Il libro di Lottieri non riguarda direttamente il mondo dell’energia, ma ha molto da dire a chi se ne occupa. L’onnipresenza dell’azione dello Stato, la pretesa dei decisori politici di modificare continuamente regole e comportamenti senza rendere conto ai soggetti coinvolti, la decisione arbitraria di quali diritti e quali proprietà tutelare (e quali no) hanno tutti un’origine comune, che si può rintracciare nello stesso processo di formazione degli Stati contemporanei e nel loro affermarsi come monopolizzatori della fedeltà (e della fede) degli individui.

- [Esercizio scritto 1]: Conti le righe dei record in cui compare la parola "every" e ne indichi soltanto il numero.
- [Esercizio scritto 2]: Riprenda l'articolo sul libro di Lottieri, proseguendolo dopo la sua ultima frase.
I record non hanno alcuna attinenza con l'articolo.

- [I dati]:
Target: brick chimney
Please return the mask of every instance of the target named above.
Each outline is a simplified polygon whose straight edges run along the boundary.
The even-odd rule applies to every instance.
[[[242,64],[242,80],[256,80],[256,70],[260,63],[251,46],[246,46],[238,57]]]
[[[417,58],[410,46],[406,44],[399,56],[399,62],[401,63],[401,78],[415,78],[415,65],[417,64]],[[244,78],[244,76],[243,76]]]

- [Risposta attesa 1]: 2

- [Risposta attesa 2]:
Un lavoro di ampio respiro, che grazie a una scrittura precisa ma scorrevole fa fare un viaggio a cavallo dei secoli, alla ricerca di sottili fili rossi visibili soltanto alzando lo sguardo dalle questioni immediate. Una lettura consigliata soprattutto a quanti osservano divertiti come gli individui, le imprese e i mercati trovino sempre il modo di sfuggire almeno in parte alle pretese assolutistiche di ogni Stato.


Carlo Lottieri
Credere nello Stato? Teologia politica e dissimulazione da Filippo il Bello a Wikileaks
Rubbettino, 2011, 196 pp.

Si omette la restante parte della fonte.